(Records from a data collection)
================
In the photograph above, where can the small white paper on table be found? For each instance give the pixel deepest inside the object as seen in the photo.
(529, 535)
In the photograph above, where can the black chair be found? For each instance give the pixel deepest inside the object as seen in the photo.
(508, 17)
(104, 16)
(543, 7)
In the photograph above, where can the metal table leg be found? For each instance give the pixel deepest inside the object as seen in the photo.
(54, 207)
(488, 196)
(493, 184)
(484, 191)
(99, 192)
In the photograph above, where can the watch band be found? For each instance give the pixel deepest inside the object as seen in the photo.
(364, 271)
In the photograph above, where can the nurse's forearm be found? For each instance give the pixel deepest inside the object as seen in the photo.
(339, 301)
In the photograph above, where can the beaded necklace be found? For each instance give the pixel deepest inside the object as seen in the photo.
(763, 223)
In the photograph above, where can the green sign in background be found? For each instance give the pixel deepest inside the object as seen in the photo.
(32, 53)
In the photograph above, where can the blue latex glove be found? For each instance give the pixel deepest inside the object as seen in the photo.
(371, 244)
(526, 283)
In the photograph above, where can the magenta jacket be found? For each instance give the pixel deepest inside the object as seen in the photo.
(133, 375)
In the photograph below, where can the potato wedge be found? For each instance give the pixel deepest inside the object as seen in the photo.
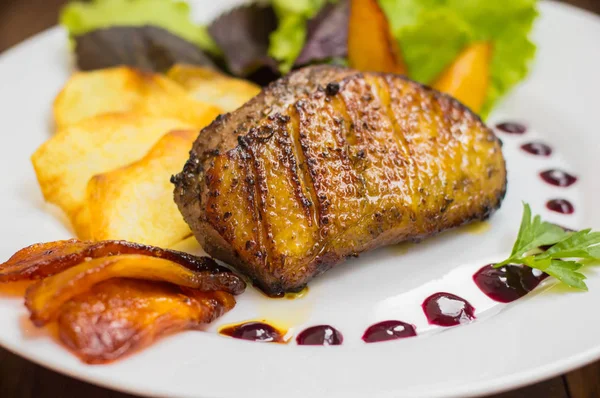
================
- **STATED EXERCISE**:
Rewrite all of the lines above with "magenta jacket" swapped for "purple jacket" and everything else kept the same. Leave the pictures out.

- **FINISHED EXERCISE**:
In the photograph above, where can the small white paper on table be found? For each instance give the pixel deepest inside the object as seen in the photo.
(529, 535)
In the photograph above, where can the black chair be found? For each instance give the pixel deepest inside the object as seen in the photo.
(508, 17)
(104, 16)
(543, 7)
In the photograph above, where can the metal table leg be found? For each instance give the pixel deepest inside the object as seen in the photo.
(54, 207)
(488, 196)
(493, 184)
(484, 191)
(99, 192)
In the photograph above, where can the watch band be found? For each instance give the pixel deepest inside the object as seen in the photo.
(364, 271)
In the photograph above, where can the nurse's forearm be found? For each instance give the pixel deepest inside the object as seen in the photo.
(339, 301)
In the photograph above, where can the beaded necklace be found? For each instance give the pixel deepest inside the object as seen in the photo.
(763, 223)
In the photograph above, where can the green sign in background be found? For each instance give the pixel deepest inside the object as seen in the photo.
(32, 53)
In the photograph above, where can the blue latex glove be found? For each instance give the pixel deepest inside the object as seen in the photo.
(371, 244)
(526, 283)
In the photograph above, where can the purple jacket be found? For each instance give the pixel deepest inside the object as seen in the photo.
(133, 375)
In the photograph below, where can the potato wedge be found? For each instance give the pixel deepest inside the object as seen in the photo.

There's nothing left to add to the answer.